● SOURCE MATERIAL:
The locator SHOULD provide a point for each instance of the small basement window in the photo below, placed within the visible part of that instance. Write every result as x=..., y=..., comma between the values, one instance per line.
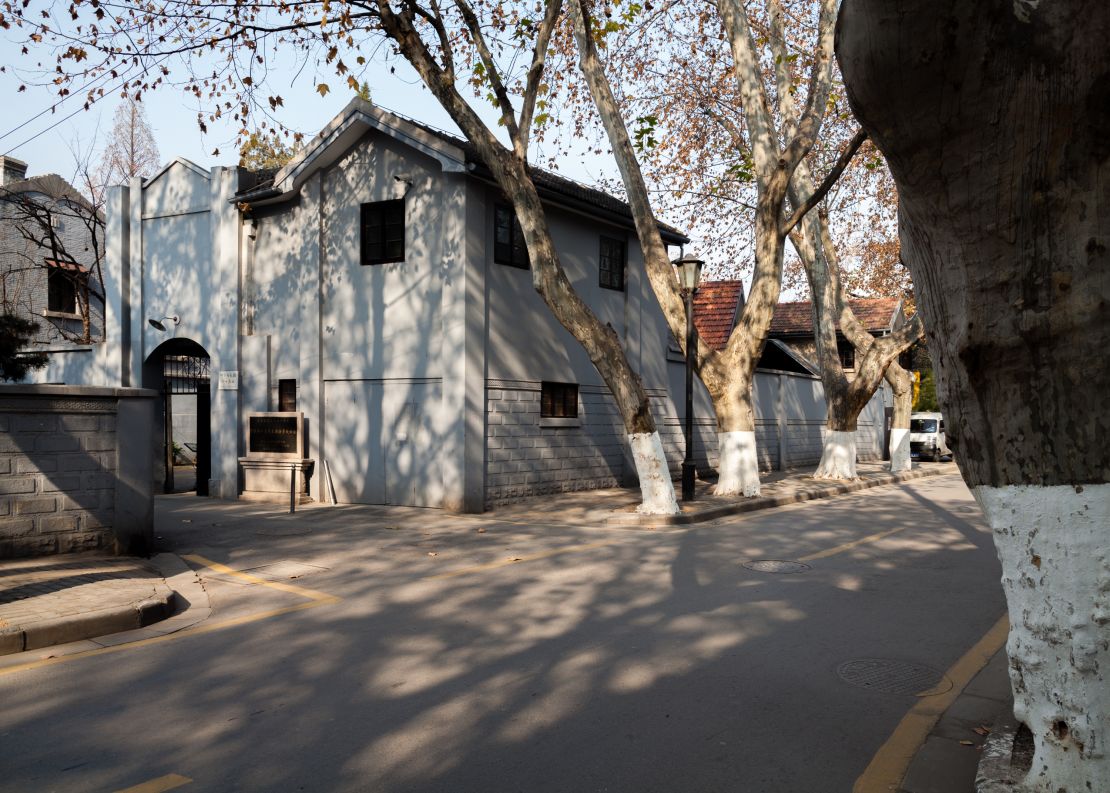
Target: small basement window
x=382, y=232
x=508, y=246
x=558, y=400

● AIM OF THE EXERCISE: With the pictures omitted, reproduce the records in full and exactly.

● TASK RESULT:
The locator SHOULD provide a point for each instance of the small basement window in the photo below, placed within the visible part of that instance. Write every result as x=..., y=..., comma between the values, one instance per line.
Target: small basement window
x=382, y=232
x=508, y=246
x=558, y=400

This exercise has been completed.